▸ **TASK PROMPT**: Copy the records word for word from their first line through the line containing "point(300, 592)", including that line.

▸ **Entries from a point annotation set**:
* Begin *

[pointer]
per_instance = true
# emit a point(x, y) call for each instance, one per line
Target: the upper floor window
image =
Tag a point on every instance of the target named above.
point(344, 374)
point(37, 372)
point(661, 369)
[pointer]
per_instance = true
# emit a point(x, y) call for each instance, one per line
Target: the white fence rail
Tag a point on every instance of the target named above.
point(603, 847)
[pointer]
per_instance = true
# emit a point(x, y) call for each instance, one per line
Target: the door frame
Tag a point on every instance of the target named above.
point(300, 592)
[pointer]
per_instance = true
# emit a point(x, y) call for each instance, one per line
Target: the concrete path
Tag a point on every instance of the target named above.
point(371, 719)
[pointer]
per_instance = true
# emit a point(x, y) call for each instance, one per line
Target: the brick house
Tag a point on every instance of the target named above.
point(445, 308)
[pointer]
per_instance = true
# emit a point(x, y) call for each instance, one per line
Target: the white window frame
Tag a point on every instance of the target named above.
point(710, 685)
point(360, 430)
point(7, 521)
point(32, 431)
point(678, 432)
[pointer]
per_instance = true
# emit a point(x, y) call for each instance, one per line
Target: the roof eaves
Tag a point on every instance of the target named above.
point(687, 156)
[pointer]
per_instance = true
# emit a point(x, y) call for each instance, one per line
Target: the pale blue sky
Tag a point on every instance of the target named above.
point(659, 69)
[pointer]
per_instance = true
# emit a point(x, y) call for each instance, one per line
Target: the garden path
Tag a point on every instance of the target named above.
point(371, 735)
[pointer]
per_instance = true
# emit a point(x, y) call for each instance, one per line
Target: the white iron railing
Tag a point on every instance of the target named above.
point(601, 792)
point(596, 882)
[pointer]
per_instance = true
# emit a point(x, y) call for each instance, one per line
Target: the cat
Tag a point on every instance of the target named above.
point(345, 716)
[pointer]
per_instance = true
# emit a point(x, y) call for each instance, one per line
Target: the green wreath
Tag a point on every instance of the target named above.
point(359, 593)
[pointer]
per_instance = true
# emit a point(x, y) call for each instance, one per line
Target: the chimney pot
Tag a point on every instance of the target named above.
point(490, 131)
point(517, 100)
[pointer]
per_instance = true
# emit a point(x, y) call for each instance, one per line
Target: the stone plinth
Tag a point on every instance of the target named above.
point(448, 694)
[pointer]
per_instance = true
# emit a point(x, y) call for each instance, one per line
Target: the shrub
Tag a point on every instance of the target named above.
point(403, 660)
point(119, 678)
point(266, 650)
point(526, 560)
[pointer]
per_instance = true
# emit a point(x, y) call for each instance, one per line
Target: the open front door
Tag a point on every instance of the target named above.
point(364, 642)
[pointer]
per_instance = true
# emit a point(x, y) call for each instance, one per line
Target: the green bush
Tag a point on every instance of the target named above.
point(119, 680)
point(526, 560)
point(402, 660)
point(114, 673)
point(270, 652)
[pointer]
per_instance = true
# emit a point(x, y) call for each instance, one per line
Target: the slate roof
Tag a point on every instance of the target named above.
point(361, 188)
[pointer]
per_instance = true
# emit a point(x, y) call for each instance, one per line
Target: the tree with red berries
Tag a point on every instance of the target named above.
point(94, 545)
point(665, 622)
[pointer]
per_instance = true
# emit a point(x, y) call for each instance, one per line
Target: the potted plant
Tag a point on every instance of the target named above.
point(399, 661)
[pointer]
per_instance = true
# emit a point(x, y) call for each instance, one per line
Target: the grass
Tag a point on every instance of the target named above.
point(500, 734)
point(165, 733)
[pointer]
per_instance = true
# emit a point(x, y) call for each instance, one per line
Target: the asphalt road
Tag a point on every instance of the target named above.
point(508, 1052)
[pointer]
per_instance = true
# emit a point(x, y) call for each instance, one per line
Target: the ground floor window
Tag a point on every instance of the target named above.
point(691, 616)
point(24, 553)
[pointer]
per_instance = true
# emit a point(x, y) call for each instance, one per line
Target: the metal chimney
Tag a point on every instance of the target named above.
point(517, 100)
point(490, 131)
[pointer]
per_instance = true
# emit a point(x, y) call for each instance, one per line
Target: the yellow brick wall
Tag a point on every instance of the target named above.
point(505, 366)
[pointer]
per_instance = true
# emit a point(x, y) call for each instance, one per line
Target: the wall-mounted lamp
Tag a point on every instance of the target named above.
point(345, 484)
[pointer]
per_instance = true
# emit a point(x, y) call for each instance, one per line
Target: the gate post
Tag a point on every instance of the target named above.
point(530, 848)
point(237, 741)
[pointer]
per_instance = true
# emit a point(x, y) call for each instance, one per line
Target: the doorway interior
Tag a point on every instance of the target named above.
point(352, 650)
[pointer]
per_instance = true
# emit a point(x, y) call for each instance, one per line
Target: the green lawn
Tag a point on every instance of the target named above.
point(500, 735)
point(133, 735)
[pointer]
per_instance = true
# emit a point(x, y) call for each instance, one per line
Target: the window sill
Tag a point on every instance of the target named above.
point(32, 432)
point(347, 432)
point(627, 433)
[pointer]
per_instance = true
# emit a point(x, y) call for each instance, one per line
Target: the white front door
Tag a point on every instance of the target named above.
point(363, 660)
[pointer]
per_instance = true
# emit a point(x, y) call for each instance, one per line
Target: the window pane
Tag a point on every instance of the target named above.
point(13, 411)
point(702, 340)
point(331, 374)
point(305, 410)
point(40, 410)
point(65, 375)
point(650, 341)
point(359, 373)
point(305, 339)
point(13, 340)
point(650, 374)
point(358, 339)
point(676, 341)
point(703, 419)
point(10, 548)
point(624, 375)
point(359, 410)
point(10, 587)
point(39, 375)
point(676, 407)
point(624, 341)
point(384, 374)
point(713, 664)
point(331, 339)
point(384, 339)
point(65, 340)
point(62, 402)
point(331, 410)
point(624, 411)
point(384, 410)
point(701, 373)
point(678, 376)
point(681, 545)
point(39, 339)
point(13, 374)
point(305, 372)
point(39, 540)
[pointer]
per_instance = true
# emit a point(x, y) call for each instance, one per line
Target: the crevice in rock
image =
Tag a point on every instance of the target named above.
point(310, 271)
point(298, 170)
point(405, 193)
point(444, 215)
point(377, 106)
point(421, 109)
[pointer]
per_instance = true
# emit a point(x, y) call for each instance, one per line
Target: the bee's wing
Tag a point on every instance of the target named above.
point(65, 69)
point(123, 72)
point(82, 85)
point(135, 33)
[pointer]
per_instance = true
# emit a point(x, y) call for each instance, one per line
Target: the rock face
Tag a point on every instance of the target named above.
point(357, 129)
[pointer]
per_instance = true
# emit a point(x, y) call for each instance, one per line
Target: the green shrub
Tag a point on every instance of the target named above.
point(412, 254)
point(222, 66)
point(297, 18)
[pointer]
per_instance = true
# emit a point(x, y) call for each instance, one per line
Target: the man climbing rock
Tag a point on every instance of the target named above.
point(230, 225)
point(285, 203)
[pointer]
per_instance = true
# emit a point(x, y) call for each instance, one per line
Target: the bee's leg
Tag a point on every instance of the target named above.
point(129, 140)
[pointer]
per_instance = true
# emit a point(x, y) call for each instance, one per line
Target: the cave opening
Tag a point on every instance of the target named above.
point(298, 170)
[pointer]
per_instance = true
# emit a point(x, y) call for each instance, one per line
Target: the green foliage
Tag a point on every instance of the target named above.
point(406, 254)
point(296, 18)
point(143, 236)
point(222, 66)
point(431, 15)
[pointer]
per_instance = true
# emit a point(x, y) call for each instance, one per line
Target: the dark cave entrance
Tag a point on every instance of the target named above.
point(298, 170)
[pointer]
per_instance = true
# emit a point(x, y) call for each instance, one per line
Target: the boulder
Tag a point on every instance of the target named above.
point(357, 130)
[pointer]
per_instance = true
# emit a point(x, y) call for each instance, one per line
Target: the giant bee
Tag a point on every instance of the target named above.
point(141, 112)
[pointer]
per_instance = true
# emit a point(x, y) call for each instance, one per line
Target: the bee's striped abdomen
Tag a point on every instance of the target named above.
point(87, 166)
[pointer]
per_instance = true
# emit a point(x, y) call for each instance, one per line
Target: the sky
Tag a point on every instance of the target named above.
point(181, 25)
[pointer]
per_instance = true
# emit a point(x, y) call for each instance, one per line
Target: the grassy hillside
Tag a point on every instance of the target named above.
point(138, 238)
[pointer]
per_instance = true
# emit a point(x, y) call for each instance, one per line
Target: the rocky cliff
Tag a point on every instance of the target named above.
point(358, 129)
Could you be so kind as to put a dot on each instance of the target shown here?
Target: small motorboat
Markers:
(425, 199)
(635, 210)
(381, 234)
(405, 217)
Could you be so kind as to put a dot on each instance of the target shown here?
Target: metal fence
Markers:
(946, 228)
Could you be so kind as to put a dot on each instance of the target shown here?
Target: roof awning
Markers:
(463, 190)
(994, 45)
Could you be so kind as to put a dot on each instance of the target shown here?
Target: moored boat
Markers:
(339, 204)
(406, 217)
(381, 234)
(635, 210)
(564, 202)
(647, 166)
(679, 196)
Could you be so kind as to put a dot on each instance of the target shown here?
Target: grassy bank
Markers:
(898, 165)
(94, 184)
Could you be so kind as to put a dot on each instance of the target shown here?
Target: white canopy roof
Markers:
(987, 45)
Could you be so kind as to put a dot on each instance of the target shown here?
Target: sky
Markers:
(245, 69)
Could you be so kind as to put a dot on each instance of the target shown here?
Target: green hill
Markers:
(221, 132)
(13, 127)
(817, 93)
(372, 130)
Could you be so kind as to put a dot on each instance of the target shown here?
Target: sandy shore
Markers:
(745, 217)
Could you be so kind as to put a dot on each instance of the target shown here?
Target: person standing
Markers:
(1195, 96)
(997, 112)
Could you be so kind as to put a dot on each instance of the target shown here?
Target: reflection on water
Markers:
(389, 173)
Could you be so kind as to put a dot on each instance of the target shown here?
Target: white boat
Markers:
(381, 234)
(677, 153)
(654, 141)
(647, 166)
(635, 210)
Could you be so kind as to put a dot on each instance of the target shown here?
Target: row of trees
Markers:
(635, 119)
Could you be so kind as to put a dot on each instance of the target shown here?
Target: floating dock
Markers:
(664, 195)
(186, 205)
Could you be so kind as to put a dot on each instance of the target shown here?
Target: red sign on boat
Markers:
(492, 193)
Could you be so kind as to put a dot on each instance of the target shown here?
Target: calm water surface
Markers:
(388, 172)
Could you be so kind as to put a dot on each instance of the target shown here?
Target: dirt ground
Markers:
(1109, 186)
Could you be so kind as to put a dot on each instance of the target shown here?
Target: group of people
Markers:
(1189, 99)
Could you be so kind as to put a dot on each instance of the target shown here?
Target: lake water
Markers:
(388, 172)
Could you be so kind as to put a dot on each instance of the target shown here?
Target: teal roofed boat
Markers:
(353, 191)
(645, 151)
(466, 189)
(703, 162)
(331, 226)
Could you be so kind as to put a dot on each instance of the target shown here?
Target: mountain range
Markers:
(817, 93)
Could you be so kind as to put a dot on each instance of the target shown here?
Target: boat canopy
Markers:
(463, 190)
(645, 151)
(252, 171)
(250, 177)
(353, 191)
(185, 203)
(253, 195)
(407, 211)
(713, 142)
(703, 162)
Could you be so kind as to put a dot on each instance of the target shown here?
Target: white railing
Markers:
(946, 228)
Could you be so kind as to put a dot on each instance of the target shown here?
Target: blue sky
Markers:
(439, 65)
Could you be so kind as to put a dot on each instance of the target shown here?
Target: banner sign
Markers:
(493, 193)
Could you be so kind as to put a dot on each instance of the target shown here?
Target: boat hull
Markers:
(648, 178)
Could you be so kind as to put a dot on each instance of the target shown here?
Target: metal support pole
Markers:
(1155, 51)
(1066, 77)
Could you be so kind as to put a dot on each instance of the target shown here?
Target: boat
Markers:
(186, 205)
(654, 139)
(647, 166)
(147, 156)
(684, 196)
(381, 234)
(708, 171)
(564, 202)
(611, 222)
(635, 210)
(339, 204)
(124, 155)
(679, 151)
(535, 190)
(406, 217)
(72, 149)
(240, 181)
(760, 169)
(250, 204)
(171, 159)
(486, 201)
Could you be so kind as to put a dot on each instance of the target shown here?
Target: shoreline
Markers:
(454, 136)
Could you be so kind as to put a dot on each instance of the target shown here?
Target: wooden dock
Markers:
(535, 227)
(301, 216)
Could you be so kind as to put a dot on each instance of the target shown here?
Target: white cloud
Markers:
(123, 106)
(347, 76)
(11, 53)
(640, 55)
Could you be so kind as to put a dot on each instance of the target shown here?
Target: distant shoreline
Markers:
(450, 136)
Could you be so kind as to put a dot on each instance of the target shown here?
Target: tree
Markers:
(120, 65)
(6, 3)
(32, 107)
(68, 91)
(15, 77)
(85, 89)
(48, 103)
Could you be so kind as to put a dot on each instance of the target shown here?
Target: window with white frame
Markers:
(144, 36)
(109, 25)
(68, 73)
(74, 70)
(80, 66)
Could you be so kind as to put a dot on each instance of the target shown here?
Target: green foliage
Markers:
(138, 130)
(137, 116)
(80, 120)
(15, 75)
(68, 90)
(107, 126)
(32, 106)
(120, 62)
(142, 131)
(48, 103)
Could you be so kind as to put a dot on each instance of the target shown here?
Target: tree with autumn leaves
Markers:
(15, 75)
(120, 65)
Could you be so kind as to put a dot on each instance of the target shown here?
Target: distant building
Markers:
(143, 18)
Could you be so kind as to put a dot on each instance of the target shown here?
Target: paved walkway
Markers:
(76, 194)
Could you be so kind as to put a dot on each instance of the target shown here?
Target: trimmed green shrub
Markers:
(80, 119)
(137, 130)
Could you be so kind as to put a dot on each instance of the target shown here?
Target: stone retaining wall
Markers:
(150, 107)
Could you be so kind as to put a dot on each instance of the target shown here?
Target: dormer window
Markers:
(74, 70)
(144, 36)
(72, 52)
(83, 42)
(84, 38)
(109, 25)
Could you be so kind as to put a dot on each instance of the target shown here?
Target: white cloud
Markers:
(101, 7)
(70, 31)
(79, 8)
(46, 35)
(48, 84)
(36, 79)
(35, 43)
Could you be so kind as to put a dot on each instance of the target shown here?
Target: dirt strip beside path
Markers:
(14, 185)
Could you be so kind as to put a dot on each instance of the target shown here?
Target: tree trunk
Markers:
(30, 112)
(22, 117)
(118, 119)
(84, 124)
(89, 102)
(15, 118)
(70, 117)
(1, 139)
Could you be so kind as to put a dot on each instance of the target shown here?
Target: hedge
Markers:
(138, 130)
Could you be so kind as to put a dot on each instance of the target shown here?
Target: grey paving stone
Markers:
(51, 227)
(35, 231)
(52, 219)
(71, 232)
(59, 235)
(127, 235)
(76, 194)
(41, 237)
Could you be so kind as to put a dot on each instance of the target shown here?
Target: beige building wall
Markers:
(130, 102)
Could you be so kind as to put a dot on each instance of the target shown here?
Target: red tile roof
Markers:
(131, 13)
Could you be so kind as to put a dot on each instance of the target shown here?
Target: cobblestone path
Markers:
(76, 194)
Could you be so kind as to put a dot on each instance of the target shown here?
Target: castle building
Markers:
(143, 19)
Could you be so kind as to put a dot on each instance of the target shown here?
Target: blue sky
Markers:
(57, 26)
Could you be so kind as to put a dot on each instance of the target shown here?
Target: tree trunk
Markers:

* End *

▸ **ANSWER FOR THIS EXERCISE**:
[pointer]
per_instance = true
# emit a point(x, y) call for each instance, one per line
Target: the upper floor window
image =
Tag a point on every instance of the target named above.
point(344, 374)
point(37, 372)
point(661, 369)
[pointer]
per_instance = true
# emit a point(x, y) call for each instance, one per line
Target: the white fence rail
Tag a point on every instance of the target named above.
point(603, 847)
[pointer]
per_instance = true
# emit a point(x, y) call for each instance, one per line
Target: the door frame
Tag a point on every instance of the target named above.
point(300, 592)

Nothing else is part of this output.